* Data entries
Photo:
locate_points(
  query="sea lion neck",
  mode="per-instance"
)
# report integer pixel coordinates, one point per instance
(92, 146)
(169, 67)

* What is being asked
Express every line of the records as a JSON array of strings, one string per line, with blank lines omitted.

* Output of the task
[
  "Photo:",
  "locate_points(",
  "  query=\"sea lion neck\",",
  "  mode=\"per-instance\"",
  ")",
  "# report integer pixel coordinates, one point per instance",
  "(92, 146)",
  "(169, 67)"
]